#### Short task:
Present the data from its beginning up to and including the line that contains "<point>61,17</point>" as a two-column CSV with the headers "prompt" and "points," one row per entry, each field quoted and with line breaks replaced by spaces. Omit the pictures.

#### Data listing:
»»
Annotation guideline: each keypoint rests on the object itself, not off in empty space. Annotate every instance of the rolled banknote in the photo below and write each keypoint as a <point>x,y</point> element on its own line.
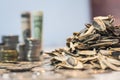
<point>38,25</point>
<point>26,25</point>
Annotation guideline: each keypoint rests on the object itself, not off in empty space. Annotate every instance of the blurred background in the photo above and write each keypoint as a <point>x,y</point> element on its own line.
<point>61,17</point>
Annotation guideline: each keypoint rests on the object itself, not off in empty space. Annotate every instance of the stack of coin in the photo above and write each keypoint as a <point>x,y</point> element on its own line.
<point>10,41</point>
<point>32,48</point>
<point>7,54</point>
<point>22,53</point>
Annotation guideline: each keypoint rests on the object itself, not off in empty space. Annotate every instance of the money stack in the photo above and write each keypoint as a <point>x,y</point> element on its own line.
<point>26,25</point>
<point>8,52</point>
<point>38,20</point>
<point>32,49</point>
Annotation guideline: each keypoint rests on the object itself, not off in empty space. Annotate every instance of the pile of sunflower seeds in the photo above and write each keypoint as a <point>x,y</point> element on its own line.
<point>95,47</point>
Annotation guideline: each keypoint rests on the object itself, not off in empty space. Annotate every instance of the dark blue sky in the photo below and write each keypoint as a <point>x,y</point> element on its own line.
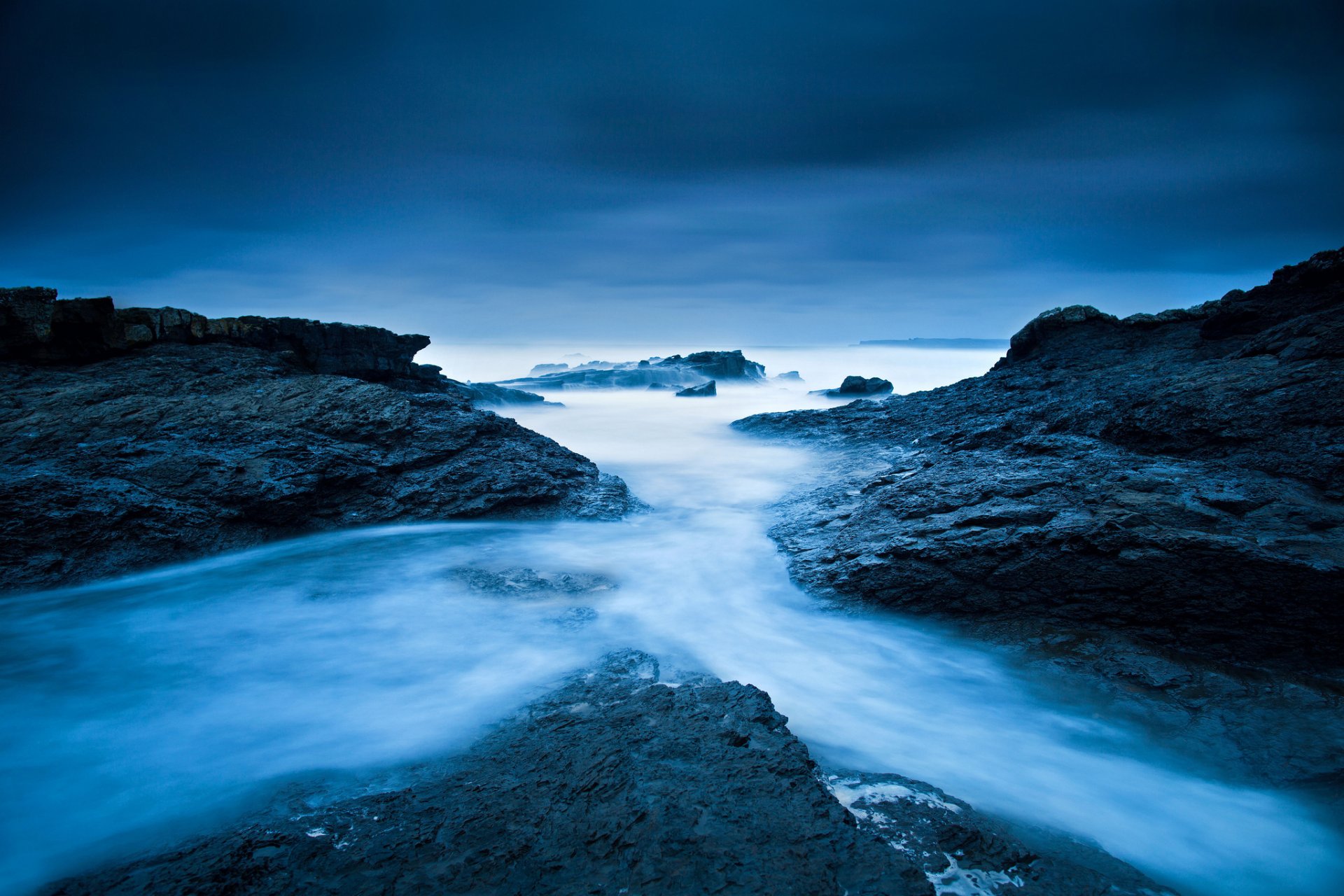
<point>756,172</point>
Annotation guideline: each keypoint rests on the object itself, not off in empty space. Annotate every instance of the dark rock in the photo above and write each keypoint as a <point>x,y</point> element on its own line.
<point>662,372</point>
<point>1168,485</point>
<point>225,434</point>
<point>723,365</point>
<point>530,583</point>
<point>699,391</point>
<point>491,394</point>
<point>968,852</point>
<point>613,783</point>
<point>858,387</point>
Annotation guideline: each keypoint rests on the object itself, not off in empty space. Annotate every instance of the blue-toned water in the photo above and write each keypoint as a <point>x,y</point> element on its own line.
<point>144,708</point>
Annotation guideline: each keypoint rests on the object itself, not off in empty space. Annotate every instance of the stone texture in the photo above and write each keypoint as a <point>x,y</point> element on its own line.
<point>676,371</point>
<point>1163,486</point>
<point>708,390</point>
<point>615,783</point>
<point>223,434</point>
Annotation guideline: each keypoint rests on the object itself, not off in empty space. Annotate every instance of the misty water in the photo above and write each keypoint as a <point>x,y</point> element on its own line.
<point>151,707</point>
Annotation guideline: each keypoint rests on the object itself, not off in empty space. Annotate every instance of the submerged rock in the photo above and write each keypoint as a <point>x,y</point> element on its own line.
<point>1166,485</point>
<point>655,372</point>
<point>125,449</point>
<point>530,583</point>
<point>708,390</point>
<point>962,850</point>
<point>858,387</point>
<point>613,783</point>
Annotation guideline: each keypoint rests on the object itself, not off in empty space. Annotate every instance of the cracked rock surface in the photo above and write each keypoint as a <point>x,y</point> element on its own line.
<point>1152,503</point>
<point>613,783</point>
<point>214,435</point>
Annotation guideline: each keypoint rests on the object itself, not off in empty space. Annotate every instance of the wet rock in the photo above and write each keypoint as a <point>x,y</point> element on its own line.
<point>613,783</point>
<point>858,387</point>
<point>968,852</point>
<point>699,391</point>
<point>223,434</point>
<point>655,372</point>
<point>1170,485</point>
<point>487,394</point>
<point>620,783</point>
<point>530,583</point>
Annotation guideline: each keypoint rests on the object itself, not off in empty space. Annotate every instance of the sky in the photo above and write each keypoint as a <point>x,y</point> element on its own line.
<point>774,172</point>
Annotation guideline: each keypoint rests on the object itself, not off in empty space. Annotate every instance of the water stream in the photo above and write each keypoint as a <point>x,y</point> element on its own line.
<point>146,707</point>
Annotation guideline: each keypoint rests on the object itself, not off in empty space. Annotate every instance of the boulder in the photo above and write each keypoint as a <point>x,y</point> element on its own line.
<point>676,371</point>
<point>699,391</point>
<point>1120,495</point>
<point>858,387</point>
<point>619,783</point>
<point>202,435</point>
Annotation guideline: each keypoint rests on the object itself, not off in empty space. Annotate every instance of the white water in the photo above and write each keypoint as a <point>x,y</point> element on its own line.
<point>160,700</point>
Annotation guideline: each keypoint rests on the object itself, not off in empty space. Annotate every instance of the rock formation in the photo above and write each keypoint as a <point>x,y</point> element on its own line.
<point>134,437</point>
<point>617,783</point>
<point>858,387</point>
<point>675,371</point>
<point>1155,501</point>
<point>708,390</point>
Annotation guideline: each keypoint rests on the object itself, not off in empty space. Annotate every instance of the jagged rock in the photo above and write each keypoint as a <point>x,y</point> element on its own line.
<point>858,387</point>
<point>491,394</point>
<point>675,371</point>
<point>708,390</point>
<point>723,365</point>
<point>530,583</point>
<point>613,783</point>
<point>225,434</point>
<point>1163,485</point>
<point>962,850</point>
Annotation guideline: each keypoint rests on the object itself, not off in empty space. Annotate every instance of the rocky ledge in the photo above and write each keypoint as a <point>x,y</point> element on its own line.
<point>676,371</point>
<point>1151,501</point>
<point>134,437</point>
<point>619,783</point>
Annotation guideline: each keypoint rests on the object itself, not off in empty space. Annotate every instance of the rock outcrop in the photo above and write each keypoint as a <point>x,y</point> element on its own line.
««
#### Answer for the task:
prompt,points
"Annotation guideline: each keypoint rests on the object itself, not off in empty space. Annotate every instance of the rolled banknote in the photo below and write each keypoint as a <point>x,y</point> element on its own line.","<point>38,25</point> <point>26,25</point>"
"Annotation guideline: each keypoint rests on the object itself, not off in empty space. Annotate every instance of the blurred background in the photo above and write each keypoint as a <point>x,y</point> element on its own line.","<point>61,17</point>"